## Task description
Copy out every line of the records where the string "metal" occurs.

## Entries shown
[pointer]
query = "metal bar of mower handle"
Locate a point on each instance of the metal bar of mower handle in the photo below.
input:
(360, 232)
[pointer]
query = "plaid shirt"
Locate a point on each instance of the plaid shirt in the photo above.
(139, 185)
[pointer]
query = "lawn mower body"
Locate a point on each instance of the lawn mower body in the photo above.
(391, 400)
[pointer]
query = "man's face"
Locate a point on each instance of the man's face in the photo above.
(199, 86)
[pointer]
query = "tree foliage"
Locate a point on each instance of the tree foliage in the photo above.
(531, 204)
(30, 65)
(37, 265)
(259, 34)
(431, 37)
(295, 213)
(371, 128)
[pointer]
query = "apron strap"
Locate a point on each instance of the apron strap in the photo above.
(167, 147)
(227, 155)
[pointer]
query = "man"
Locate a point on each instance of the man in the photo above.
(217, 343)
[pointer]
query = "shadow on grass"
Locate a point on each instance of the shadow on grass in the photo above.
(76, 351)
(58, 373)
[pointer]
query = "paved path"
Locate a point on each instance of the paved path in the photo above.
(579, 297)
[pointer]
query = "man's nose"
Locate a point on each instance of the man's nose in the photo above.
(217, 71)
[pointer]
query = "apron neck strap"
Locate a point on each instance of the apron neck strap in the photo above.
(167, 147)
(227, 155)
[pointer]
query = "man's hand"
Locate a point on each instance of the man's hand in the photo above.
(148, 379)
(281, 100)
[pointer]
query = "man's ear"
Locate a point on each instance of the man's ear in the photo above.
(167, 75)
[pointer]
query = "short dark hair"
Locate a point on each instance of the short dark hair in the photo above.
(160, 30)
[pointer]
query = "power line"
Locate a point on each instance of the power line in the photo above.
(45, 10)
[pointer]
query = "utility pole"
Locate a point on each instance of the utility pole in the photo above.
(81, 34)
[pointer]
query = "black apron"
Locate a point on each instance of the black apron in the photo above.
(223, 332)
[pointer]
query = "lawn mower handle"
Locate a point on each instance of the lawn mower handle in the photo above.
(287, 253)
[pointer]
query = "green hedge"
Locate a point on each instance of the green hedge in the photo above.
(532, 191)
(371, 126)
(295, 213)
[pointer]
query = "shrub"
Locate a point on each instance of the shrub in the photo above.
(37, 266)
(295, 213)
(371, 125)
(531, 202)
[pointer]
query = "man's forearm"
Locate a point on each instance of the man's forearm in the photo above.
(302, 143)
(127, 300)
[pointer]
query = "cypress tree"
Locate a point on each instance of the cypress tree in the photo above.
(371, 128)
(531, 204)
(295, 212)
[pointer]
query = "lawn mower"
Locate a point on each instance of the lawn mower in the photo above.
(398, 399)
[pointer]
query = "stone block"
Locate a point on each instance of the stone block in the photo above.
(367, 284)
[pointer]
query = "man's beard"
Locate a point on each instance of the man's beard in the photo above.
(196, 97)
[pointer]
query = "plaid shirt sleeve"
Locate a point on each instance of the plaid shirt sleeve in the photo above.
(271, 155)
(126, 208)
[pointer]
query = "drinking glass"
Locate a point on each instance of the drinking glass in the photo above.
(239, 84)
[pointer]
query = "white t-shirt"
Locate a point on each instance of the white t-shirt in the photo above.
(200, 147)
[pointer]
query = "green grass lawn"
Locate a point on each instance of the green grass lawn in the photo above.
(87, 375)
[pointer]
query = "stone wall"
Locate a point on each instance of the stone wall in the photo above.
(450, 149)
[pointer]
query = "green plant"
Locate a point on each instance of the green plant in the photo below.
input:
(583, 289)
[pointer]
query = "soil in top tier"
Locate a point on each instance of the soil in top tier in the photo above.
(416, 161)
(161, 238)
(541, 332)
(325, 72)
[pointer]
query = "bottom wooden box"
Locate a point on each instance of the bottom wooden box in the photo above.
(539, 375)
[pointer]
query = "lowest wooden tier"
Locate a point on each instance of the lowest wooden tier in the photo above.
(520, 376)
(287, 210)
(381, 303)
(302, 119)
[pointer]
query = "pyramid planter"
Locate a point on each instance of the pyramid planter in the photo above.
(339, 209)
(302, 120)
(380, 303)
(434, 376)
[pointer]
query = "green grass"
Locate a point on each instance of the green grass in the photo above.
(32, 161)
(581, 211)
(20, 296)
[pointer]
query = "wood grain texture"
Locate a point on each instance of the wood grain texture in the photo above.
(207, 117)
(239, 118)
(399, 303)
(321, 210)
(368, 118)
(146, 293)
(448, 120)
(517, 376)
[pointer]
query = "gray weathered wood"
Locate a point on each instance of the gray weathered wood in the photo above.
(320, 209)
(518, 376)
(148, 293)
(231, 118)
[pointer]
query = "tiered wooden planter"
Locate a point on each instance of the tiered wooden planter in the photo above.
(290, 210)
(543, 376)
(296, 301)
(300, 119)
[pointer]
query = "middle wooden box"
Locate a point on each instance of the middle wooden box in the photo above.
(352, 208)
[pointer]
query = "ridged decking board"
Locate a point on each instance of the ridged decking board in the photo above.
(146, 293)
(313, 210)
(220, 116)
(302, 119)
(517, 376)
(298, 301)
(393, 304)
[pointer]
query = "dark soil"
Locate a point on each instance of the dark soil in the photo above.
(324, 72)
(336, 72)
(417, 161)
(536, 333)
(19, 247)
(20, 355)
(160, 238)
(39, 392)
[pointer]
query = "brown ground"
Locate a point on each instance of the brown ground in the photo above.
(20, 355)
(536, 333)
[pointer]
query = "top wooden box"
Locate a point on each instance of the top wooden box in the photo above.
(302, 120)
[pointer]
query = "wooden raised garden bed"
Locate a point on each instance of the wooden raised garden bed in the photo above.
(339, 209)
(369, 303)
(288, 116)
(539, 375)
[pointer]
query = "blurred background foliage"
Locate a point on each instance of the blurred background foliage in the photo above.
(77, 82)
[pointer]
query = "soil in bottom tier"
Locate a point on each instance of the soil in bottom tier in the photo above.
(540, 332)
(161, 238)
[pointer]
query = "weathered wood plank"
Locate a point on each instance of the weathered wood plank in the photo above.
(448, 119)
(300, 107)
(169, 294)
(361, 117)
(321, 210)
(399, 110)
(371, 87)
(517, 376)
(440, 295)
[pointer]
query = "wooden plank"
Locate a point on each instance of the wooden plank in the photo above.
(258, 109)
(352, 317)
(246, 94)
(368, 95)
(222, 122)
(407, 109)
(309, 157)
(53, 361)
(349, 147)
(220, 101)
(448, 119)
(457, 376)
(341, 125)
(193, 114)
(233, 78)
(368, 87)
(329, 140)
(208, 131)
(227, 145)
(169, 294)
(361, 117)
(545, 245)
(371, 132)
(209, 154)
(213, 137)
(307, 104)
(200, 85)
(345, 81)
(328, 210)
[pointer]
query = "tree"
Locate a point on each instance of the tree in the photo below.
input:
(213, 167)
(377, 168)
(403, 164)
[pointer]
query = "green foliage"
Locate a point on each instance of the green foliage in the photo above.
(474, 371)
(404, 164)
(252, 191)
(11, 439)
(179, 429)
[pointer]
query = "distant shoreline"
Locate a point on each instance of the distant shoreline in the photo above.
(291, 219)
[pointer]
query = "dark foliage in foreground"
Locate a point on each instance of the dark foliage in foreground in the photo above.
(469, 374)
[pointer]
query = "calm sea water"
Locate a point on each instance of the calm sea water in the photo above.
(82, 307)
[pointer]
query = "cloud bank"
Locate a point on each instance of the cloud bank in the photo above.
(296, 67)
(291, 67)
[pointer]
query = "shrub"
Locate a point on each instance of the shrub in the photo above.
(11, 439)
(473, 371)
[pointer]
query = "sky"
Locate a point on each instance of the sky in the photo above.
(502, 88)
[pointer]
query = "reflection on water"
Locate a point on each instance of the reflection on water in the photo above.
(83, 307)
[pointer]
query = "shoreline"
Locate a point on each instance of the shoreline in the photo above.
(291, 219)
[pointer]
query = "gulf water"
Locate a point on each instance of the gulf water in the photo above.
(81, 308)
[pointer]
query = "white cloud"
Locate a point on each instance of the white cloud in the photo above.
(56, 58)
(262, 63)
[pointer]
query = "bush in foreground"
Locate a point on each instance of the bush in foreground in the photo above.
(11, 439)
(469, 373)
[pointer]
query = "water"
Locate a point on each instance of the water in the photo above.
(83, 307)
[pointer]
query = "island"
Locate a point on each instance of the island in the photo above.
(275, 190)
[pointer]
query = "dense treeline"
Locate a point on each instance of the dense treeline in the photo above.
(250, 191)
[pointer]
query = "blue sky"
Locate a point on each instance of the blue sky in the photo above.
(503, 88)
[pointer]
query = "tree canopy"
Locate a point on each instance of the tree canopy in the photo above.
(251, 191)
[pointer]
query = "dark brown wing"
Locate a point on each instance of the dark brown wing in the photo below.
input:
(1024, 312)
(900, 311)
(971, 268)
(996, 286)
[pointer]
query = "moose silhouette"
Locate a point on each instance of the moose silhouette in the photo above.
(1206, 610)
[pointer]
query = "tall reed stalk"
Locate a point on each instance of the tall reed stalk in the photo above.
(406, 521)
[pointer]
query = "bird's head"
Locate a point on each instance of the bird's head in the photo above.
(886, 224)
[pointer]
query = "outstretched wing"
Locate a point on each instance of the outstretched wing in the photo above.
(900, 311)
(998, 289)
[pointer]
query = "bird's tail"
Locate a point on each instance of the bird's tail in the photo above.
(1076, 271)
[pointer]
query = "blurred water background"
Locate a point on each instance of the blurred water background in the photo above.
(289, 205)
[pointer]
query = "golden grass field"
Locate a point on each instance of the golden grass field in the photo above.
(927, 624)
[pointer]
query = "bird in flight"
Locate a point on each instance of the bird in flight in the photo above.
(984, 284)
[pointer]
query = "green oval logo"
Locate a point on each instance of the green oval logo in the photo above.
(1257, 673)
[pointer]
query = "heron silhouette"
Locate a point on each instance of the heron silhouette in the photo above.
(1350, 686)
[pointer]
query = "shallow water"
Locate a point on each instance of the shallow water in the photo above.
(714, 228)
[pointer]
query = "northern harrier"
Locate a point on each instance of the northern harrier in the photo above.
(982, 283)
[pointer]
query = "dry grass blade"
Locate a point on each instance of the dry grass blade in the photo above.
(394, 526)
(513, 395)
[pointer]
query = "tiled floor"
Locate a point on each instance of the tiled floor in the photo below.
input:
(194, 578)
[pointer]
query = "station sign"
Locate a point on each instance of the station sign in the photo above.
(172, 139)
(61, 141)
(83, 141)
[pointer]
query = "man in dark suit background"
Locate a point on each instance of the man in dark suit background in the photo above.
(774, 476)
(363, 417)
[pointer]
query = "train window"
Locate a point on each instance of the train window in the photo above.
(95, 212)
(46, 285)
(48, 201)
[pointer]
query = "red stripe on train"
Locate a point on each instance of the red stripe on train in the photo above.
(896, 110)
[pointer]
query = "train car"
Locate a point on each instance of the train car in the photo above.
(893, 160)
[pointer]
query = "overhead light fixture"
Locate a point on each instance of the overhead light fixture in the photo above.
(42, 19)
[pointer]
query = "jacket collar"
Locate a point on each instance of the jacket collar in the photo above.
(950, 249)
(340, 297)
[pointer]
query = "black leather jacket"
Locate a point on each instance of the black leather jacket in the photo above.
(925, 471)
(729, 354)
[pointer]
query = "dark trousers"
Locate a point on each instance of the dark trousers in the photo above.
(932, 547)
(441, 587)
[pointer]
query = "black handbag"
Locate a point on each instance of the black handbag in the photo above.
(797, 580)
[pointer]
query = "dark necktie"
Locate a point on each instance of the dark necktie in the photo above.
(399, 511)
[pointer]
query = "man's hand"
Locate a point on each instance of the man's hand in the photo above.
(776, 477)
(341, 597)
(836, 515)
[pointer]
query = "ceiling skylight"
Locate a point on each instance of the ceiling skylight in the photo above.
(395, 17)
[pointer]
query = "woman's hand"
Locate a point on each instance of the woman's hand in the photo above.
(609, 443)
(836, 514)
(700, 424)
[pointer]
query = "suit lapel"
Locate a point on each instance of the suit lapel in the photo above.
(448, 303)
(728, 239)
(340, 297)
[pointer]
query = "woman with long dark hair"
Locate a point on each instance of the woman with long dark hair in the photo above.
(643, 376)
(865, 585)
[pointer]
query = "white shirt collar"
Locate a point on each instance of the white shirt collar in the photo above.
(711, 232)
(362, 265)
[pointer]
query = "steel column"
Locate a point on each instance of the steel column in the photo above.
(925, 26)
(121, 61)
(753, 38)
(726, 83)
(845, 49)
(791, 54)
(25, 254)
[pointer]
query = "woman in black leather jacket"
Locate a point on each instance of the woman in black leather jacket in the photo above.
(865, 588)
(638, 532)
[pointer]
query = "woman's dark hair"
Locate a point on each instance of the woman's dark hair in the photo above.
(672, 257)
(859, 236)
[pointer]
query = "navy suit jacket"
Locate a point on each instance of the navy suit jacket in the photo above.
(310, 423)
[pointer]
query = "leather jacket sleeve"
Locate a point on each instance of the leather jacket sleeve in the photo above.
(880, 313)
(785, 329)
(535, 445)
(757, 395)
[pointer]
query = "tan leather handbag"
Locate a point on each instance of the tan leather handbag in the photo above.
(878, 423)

## Response for this exercise
query = "metal bar of mower handle"
Locate a point on each instance of the metal bar of mower handle in the photo below.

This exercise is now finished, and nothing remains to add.